▶ What you need to do:
The listing that follows is to be output in full and without change.
##### Dataset extract #####
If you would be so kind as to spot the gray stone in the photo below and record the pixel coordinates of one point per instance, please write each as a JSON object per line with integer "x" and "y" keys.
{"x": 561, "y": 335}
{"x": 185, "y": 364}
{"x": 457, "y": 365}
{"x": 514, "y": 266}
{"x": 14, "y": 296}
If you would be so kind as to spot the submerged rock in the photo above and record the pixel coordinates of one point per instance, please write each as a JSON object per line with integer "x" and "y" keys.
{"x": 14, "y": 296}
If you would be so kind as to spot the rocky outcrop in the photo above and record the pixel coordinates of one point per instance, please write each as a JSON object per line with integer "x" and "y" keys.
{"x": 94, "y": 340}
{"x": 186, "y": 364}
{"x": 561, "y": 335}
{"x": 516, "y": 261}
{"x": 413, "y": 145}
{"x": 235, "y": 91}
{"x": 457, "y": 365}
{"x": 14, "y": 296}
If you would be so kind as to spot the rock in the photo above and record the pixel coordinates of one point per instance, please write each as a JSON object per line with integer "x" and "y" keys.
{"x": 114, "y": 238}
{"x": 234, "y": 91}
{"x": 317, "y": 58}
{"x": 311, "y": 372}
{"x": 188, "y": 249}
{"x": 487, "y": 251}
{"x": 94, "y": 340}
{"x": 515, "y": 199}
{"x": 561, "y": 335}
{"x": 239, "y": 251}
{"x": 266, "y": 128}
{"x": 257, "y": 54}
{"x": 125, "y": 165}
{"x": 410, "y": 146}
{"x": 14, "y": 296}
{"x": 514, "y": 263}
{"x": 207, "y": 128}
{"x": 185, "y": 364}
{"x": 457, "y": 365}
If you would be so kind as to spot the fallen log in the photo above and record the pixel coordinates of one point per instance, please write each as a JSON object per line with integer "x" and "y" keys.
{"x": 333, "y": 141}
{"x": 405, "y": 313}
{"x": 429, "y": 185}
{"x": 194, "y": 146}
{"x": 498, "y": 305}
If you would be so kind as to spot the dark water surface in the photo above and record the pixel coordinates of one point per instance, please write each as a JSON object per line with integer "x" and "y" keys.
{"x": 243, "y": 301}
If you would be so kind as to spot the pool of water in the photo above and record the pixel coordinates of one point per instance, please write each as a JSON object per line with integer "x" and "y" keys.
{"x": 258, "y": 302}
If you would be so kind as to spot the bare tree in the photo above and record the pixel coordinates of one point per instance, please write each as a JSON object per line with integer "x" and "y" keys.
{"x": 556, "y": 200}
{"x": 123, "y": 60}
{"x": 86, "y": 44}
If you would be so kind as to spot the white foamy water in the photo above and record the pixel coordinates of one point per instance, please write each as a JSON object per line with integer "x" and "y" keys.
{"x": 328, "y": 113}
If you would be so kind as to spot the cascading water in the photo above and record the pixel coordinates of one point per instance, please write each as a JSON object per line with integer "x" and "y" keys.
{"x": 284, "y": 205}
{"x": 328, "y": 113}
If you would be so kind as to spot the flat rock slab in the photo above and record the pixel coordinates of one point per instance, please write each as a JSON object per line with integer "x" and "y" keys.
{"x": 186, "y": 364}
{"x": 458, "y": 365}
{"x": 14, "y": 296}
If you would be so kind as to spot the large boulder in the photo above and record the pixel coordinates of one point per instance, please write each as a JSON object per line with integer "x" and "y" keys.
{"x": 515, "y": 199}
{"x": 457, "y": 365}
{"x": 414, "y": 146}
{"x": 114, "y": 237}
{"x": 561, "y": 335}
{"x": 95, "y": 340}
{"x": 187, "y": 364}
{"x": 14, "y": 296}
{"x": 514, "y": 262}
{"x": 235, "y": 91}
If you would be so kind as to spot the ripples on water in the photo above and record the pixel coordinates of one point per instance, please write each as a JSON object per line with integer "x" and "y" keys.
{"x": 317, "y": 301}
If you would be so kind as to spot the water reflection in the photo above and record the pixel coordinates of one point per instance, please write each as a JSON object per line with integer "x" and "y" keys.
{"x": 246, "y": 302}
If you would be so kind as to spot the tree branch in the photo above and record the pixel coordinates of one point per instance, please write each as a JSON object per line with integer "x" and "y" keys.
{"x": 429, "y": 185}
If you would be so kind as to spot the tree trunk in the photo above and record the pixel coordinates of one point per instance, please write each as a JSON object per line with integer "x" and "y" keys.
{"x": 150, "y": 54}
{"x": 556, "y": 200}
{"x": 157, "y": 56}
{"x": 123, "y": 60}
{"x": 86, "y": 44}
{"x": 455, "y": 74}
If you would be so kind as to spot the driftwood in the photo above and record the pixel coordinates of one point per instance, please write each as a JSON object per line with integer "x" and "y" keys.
#####
▶ Task answer:
If you would be so kind as to spot the gray stone in the photo below and record the pixel coordinates of one point per instance, please write each as a JSON object per line with integer "x" and "y" keys.
{"x": 561, "y": 335}
{"x": 185, "y": 364}
{"x": 457, "y": 365}
{"x": 514, "y": 266}
{"x": 14, "y": 296}
If you would be so kind as to spot the submerged rock in the photo above and record the pixel coordinates of one point per instance, please write each as a JSON object per line with integer "x" and "y" keys.
{"x": 14, "y": 296}
If you would be so kind as to spot the rocky outcrop in the photo above and record the pixel coordinates of one point per instance, please write each as a JSON object per line with integer "x" and "y" keys.
{"x": 94, "y": 340}
{"x": 186, "y": 364}
{"x": 561, "y": 335}
{"x": 516, "y": 261}
{"x": 413, "y": 145}
{"x": 235, "y": 91}
{"x": 457, "y": 365}
{"x": 14, "y": 296}
If you would be so kind as to spot the rock in the photo above and record the pixel coordinates of one point per instance, please write each as a JSON object per line with integer "x" and "y" keys.
{"x": 114, "y": 238}
{"x": 234, "y": 91}
{"x": 317, "y": 58}
{"x": 311, "y": 372}
{"x": 188, "y": 249}
{"x": 487, "y": 251}
{"x": 94, "y": 340}
{"x": 515, "y": 199}
{"x": 561, "y": 335}
{"x": 239, "y": 251}
{"x": 266, "y": 128}
{"x": 257, "y": 54}
{"x": 125, "y": 165}
{"x": 410, "y": 146}
{"x": 14, "y": 296}
{"x": 514, "y": 263}
{"x": 207, "y": 128}
{"x": 185, "y": 364}
{"x": 457, "y": 365}
If you would be so kind as to spot the fallen log in the photo above and record the pixel coordinates of one point per instance, please write each as a JSON object per line with integer "x" and "y" keys.
{"x": 333, "y": 141}
{"x": 405, "y": 313}
{"x": 429, "y": 185}
{"x": 194, "y": 146}
{"x": 498, "y": 305}
If you would be so kind as to spot the dark water surface in the photo above and record the pixel coordinates of one point per instance, please write each as a JSON object per line with integer "x" and "y" keys.
{"x": 243, "y": 301}
If you would be so kind as to spot the pool of water in the photo above and record the pixel coordinates of one point per instance, please write each as a JSON object per line with integer "x" and "y" keys.
{"x": 258, "y": 302}
If you would be so kind as to spot the bare tree in the photo above and record the pixel coordinates of one point per instance, please write each as a JSON object per line with integer "x" and "y" keys.
{"x": 556, "y": 200}
{"x": 123, "y": 60}
{"x": 86, "y": 44}
If you would be so kind as to spot the white foamy water in the photo above and record the pixel coordinates of one point per instance, please write each as a JSON object per line with integer "x" and "y" keys.
{"x": 328, "y": 113}
If you would be so kind as to spot the cascading water in the photo above and record the pixel coordinates of one point per instance, please write each as a JSON object per line with integer "x" and "y" keys.
{"x": 284, "y": 205}
{"x": 328, "y": 113}
If you would be so kind as to spot the flat rock slab in the photo above and record the pixel coordinates of one point per instance, please write each as a JSON object per line with integer "x" and "y" keys.
{"x": 186, "y": 364}
{"x": 458, "y": 365}
{"x": 14, "y": 296}
If you would be so kind as to spot the large boulder in the photo above and record the pixel coordinates of one point per instance, please write each as a JSON object per line with integer "x" and "y" keys.
{"x": 515, "y": 199}
{"x": 457, "y": 365}
{"x": 414, "y": 146}
{"x": 114, "y": 237}
{"x": 561, "y": 335}
{"x": 95, "y": 340}
{"x": 187, "y": 364}
{"x": 14, "y": 296}
{"x": 514, "y": 262}
{"x": 235, "y": 91}
If you would be so kind as to spot the ripples on water in the photo above and record the pixel coordinates of one point per instance, please write each as a JSON object per line with integer "x" and "y" keys.
{"x": 317, "y": 301}
If you would be so kind as to spot the water reflection in the photo above and record the pixel coordinates of one point per instance, please write each as a JSON object per line with integer "x" and "y" keys.
{"x": 246, "y": 302}
If you would be so kind as to spot the tree branch in the photo above and record the pixel coordinates of one point per instance, please write each as a JSON object per line with integer "x" and "y" keys.
{"x": 429, "y": 185}
If you would be so kind as to spot the tree trunk in the photo above and record the pixel coordinates of one point per instance, please write each as a JSON object per line with integer "x" and "y" keys.
{"x": 150, "y": 54}
{"x": 556, "y": 200}
{"x": 157, "y": 56}
{"x": 123, "y": 60}
{"x": 86, "y": 44}
{"x": 455, "y": 74}
If you would be so kind as to spot the driftwood in the photo above and record the pixel coordinates of one point per instance, please write each as a JSON object per line with integer "x" and "y" keys.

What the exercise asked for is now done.